* What to work on *
Copy the records below line for line without changing anything, and leave out the pictures.

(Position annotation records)

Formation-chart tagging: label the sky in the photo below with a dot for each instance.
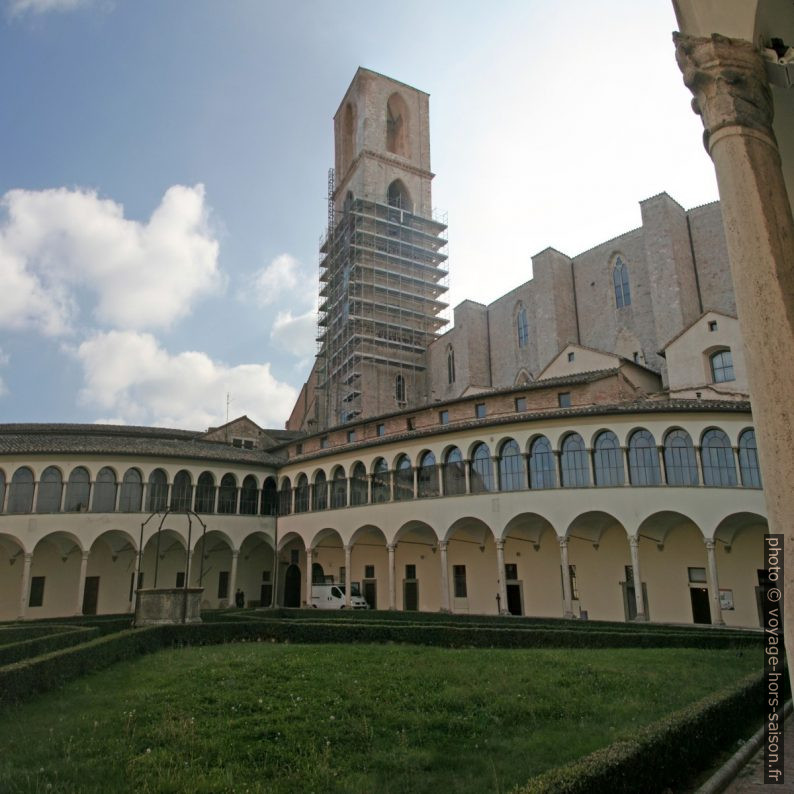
(163, 177)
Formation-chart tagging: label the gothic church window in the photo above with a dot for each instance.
(620, 278)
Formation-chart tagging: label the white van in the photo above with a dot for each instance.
(332, 596)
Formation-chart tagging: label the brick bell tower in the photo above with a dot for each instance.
(382, 260)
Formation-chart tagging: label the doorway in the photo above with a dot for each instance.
(90, 595)
(292, 586)
(701, 612)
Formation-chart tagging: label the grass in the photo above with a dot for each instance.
(273, 718)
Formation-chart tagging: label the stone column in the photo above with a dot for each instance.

* The response *
Formation-chart tagging: label the sky in the photo below with a dot for each instance.
(163, 177)
Formation-chart tagging: label the gothic church window in the photo above with a dot for each instance.
(620, 278)
Formation-chart tagging: label the white van in the photo above with a dot for each instance.
(332, 596)
Formation-chart tagging: label the brick bell tower in the photo above with a dot for each instance.
(382, 260)
Formation-chart tagging: label the doorway in the photo above with a dot for each instance.
(90, 595)
(292, 586)
(701, 612)
Formation-chart tagging: label the grass in the photo above with a dot for each instance.
(273, 718)
Formation-chart tagging: label the stone column in the photo above with a dot for each instance.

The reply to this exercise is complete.